Stored data entries:

=-=-=-=-=

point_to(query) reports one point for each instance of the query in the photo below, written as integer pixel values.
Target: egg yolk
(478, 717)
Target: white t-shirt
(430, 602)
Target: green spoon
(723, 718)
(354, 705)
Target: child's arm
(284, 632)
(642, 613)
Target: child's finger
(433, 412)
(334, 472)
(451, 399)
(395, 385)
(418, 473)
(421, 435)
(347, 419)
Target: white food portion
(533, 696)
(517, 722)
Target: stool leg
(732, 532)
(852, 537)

=-=-=-=-=

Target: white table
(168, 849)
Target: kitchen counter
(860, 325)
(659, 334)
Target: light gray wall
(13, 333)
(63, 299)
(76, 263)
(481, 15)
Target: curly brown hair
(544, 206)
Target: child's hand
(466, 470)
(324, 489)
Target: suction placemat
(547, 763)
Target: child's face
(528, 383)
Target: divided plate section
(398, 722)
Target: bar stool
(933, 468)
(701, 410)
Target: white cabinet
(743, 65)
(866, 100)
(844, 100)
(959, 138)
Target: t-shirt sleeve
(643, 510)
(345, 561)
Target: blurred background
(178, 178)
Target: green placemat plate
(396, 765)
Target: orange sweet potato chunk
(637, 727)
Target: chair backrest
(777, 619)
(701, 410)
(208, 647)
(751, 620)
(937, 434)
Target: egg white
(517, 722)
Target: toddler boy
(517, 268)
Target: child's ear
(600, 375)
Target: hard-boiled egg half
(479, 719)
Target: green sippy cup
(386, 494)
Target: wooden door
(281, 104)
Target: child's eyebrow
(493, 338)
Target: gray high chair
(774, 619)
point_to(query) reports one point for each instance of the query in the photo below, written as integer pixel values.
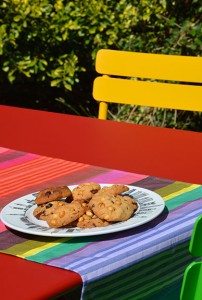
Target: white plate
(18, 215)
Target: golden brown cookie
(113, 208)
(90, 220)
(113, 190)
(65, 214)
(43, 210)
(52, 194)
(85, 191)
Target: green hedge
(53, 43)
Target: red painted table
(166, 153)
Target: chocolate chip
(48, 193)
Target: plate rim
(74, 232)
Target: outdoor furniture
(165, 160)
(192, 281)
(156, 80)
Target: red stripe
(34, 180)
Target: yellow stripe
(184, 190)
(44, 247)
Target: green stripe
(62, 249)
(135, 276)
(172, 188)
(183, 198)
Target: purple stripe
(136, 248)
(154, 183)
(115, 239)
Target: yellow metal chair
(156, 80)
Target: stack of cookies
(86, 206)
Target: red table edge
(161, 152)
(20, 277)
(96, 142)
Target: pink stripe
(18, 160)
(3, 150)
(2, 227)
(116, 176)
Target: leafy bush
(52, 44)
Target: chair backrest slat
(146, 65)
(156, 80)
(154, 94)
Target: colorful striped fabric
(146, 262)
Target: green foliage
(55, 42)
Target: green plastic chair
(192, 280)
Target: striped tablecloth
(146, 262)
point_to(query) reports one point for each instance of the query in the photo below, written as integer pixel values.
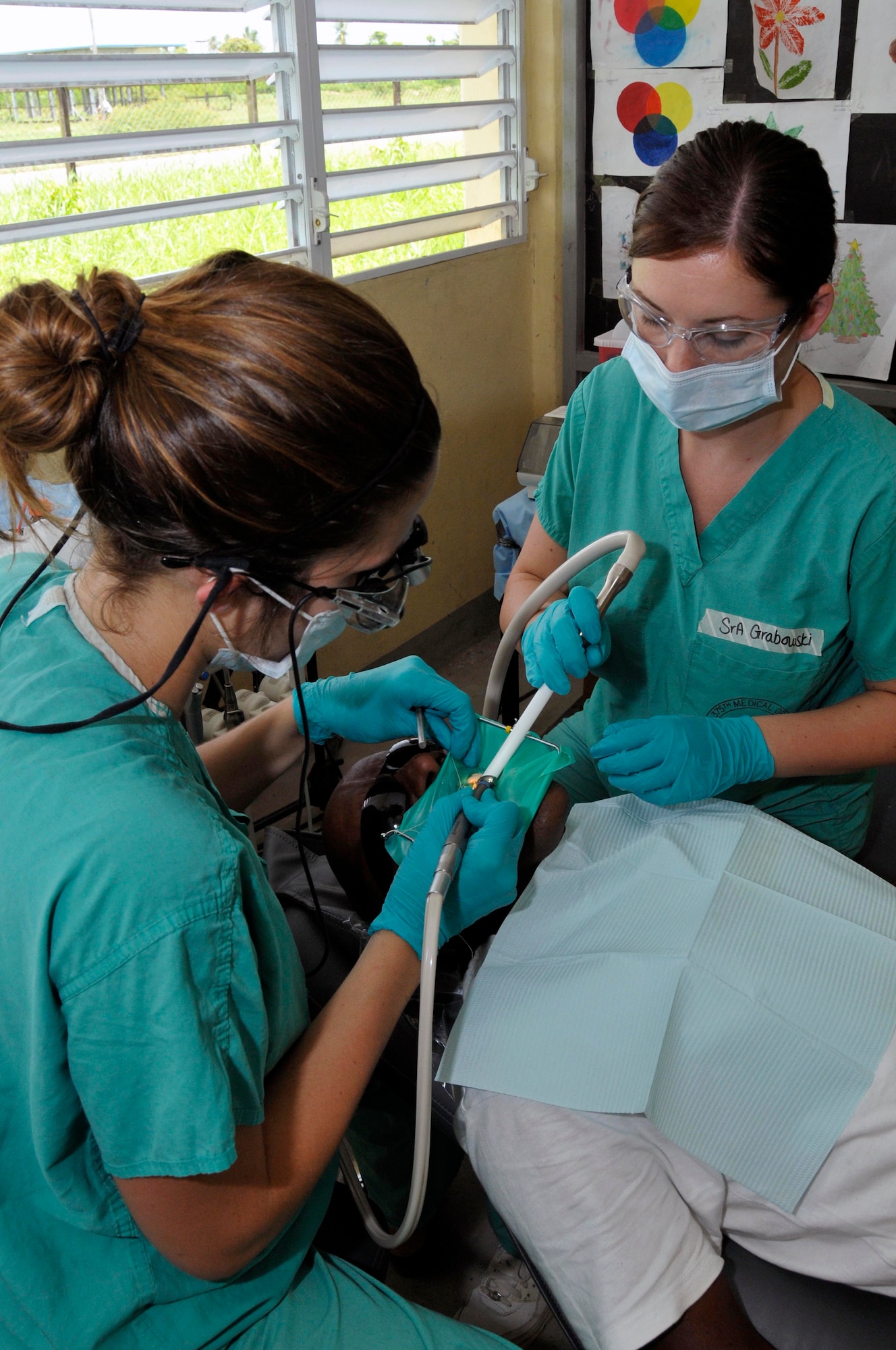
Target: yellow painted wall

=-=-=-=-=

▶ _Short problem_
Copy the material starting at the line containing "Target: green stripe" and ending at the line containing "Target: yellow painted wall", swapping "chair" for "seat" and keeping everything else the same. Leave the pictures out.

▶ _Response to this exercise_
Target: green stripe
(62, 249)
(135, 276)
(172, 188)
(183, 198)
Target: purple stripe
(136, 248)
(154, 183)
(115, 239)
Target: yellow metal seat
(156, 80)
Target: stack of cookies
(86, 206)
Target: red table edge
(161, 152)
(20, 277)
(96, 142)
Target: pink stripe
(18, 160)
(3, 150)
(2, 227)
(116, 176)
Target: leafy bush
(52, 44)
Target: seat backrest slat
(146, 65)
(156, 80)
(154, 94)
Target: colorful striped fabric
(146, 262)
Target: green foliage
(55, 42)
Target: green plastic seat
(192, 280)
Target: striped tablecloth
(146, 262)
point_to(query) reports one point for each instance of the query in the photo below, written as integer pixel values.
Target: yellow painted wall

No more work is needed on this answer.